Could you copy every record exactly as it appears?

___ RECORDS TO PROCESS ___

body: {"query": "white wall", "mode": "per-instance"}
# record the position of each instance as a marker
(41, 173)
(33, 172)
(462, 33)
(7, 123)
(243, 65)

___

YOUR RESPONSE —
body: {"query": "white wall", "mode": "per-instance"}
# record the position of each instance as a marker
(41, 173)
(33, 172)
(462, 33)
(7, 123)
(243, 65)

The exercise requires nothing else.